> EXERCISE
Rewrite the entries from the line containing "In the photo above, where can the white" through the end of the entries, both included, and shift every coordinate in the answers by adding 138 to it.

### DATASET EXCERPTS ###

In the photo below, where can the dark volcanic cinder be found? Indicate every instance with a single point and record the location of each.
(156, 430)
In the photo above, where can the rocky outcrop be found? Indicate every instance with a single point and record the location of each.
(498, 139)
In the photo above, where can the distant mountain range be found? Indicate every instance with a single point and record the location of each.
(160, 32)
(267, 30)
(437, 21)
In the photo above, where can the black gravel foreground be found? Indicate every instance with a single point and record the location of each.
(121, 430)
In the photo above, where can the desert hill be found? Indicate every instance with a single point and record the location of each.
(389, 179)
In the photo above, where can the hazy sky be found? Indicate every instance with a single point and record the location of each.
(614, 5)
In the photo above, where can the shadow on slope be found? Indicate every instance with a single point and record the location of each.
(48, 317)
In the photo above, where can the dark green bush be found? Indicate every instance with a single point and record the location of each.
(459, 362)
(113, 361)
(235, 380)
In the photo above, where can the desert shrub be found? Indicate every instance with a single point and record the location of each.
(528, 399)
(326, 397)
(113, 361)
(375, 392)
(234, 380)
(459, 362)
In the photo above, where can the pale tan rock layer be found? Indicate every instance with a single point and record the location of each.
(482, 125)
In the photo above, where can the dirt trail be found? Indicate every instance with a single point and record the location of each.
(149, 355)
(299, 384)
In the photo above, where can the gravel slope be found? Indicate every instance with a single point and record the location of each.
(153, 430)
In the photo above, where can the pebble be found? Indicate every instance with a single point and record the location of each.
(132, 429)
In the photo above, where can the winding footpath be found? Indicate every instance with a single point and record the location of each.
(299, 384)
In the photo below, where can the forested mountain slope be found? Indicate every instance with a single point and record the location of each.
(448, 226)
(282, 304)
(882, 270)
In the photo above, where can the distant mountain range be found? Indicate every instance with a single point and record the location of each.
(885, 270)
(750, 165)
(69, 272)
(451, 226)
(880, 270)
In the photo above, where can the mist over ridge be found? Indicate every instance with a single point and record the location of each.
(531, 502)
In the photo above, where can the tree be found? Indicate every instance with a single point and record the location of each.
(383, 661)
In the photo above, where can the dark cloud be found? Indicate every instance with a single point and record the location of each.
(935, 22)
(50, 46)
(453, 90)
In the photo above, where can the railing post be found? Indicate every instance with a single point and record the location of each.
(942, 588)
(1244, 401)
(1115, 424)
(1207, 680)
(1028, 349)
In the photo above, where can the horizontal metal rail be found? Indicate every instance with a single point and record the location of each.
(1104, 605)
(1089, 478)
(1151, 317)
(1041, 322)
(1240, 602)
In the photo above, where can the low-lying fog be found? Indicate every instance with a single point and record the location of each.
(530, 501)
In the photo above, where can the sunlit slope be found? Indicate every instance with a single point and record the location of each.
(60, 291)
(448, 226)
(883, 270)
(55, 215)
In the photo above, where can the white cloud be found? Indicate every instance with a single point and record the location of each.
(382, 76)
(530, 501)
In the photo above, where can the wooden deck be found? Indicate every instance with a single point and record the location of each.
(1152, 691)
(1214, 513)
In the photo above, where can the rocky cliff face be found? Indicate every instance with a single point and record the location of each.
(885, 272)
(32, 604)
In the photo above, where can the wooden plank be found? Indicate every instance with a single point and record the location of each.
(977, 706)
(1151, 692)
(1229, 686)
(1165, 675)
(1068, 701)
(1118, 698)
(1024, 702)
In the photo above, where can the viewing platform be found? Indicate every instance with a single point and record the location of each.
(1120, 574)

###

> RESULT OF THE EXERCISE
In the photo above, where can the white cloud be found? Indicate every instance with a single point and record the location of each.
(520, 214)
(668, 639)
In the photo above, where can the wooden deck be found? Indicate every instance with a single point and record the location of each.
(1290, 829)
(1352, 651)
In the photo above, where can the rocky cliff face be found? Indicate every instance with a single point and record the location of each.
(1023, 410)
(170, 742)
In the photo above, where can the wooden plank be found? Indicate every instance with a single point and record the location of each.
(1115, 844)
(1289, 830)
(1367, 824)
(1303, 813)
(1206, 839)
(1256, 836)
(1162, 840)
In the photo above, where can the viewing platform be found? Indicate every instance with a single point and record the location of each.
(1258, 712)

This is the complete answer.